- [Problem details] Output nothing but the line containing "glass cabinet door." and the lines after it through the end of the material below, each reproduced exactly.

- [Data for analysis]
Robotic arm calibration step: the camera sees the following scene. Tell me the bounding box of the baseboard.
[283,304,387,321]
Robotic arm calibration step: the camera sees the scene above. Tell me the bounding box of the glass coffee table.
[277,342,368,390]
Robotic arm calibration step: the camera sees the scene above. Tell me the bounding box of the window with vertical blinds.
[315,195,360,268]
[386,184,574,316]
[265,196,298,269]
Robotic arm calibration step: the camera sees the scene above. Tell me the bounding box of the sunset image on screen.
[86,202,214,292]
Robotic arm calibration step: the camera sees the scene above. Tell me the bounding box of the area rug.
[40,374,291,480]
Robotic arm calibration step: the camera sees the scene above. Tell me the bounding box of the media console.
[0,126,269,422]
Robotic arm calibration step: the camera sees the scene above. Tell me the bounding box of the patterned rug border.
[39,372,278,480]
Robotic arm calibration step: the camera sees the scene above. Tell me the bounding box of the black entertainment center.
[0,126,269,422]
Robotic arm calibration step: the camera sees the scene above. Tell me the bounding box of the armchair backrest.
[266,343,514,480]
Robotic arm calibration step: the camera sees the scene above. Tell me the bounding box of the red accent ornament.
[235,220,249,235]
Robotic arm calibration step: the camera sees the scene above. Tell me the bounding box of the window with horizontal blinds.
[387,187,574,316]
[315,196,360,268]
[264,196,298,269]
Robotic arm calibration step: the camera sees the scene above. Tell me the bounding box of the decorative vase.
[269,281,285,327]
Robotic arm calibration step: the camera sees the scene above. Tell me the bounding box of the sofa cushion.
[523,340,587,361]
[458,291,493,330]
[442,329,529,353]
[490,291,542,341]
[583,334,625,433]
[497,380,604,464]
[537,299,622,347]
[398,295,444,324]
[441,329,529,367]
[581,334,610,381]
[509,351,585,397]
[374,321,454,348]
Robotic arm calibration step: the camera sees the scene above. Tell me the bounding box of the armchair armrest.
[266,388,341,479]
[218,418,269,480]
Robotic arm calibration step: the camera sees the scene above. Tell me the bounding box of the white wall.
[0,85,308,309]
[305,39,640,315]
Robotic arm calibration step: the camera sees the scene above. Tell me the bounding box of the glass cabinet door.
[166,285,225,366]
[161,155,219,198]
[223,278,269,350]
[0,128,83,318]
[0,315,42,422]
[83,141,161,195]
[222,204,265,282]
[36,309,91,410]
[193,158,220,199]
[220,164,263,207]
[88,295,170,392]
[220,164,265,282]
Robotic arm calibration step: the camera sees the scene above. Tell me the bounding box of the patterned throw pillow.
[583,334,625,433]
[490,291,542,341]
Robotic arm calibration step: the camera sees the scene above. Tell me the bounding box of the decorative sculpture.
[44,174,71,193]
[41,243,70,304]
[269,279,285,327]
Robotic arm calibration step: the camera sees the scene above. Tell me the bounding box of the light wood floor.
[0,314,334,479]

- [Answer to this task]
Robotic arm calibration step: the camera sees the scene above. Tell me the bounding box of the glass cabinet door.
[166,285,225,366]
[161,155,219,198]
[223,278,269,350]
[0,128,83,318]
[0,315,42,422]
[83,141,161,195]
[222,204,265,282]
[36,309,91,410]
[193,158,220,199]
[220,164,263,207]
[88,295,170,392]
[220,164,265,282]
Robotic arm calibration step: the camera sees the scene above. Tell me the bounding box of the patterned throw pillow.
[583,334,625,433]
[490,291,542,341]
Robotic arm calibration step: the camera sees the scene above. Tell me the bounding box of the decorative sculpture.
[44,174,71,193]
[41,243,70,304]
[269,279,285,327]
Robotic arm calibration step: the camera sees the scene above. Tell me the bounding box of the light wood floor.
[0,314,334,479]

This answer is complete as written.